Source extract

In dev (no RESEND_API_KEY), the email body is logged to stdout instead. The accept URL is still returned inline so you can copy it from the API response.
Accepting an invite
The invitee opens the accept URL. Anchorify routes them through one of four state branches:
- Not signed in, no Anchorify account. Server creates the account inline using the token's email and runs the pending-username flow. (This branch lights up once magic-link sign-in ships; until then the link asks them to sign in with Google first.)
- Not signed in, account exists. Magic-link sign-in (or Google for now), then resume accept.
- Signed in, email matches the token. Accept happens directly.
- Signed in but the session email doesn't match. Error page: "this invite is for
<token-email>; sign out and sign in as that."
What happens after accept depends on the target:
Project invite
The server inserts a project_members row and redirects the user to the project page. Idempotent — re-accepting an invite they've already used is a no-op.
Org invite — three sub-cases
- You have no current org. The server inserts your
org_membersrow in the inviting org and lands you on the dashboard. - You're already a member of the target org. No-op; the dashboard loads.
- You're sole admin of another org. The server shows a merge confirmation page. You pick which org slug to keep (yours or the inviter's), rename any conflicting project slugs, and confirm. Your projects + shares move under the destination org; the discarded slug is permanently retired (tombstoned).
- You're not the sole admin of your current org. The server blocks the accept: "your current org has other admins; ask them to remove you before accepting." This protects orgs from one of their admins silently quitting via an invite.
Expired or stale invites
- Expired (past 7 days): error page suggesting the invitee ask the inviter for a fresh link.
- Deleted org or project: error page "this invite is no longer valid."
Tokens are stateless — there's no revoke endpoint. To "revoke" an active invite before the 7-day window, rename the target org/project; the token's target_id still resolves, but a fresh invite is needed to land on the renamed target.
The merge asymmetry
Once you've merged your org into someone else's, the projects you brought belong to the destination org. If you're later removed from that org (by another admin), the projects stay — they don't follow you out. You get a fresh empty home org on next sign-in via the auto-create hook.
This is intentional. Anchorify doesn't track "who brought what"; projects are org property, not user property. Make sure you're OK with that before accepting an org-level invite that triggers a merge.

Data

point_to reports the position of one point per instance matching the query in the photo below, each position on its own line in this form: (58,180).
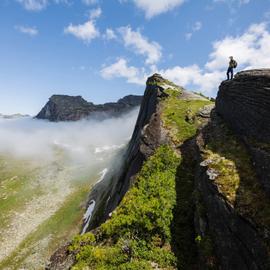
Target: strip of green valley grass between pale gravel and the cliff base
(60,227)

Assignment 1
Please transcribe a passage from the invite documentation, beginning at the words "- You're not" and stopping after "a fresh link.".
Assignment 2
In the invite documentation, after how many days does an invite expire?

Written answer 1
- You're not the sole admin of your current org. The server blocks the accept: "your current org has other admins; ask them to remove you before accepting." This protects orgs from one of their admins silently quitting via an invite.
Expired or stale invites
- Expired (past 7 days): error page suggesting the invitee ask the inviter for a fresh link.

Written answer 2
7 days.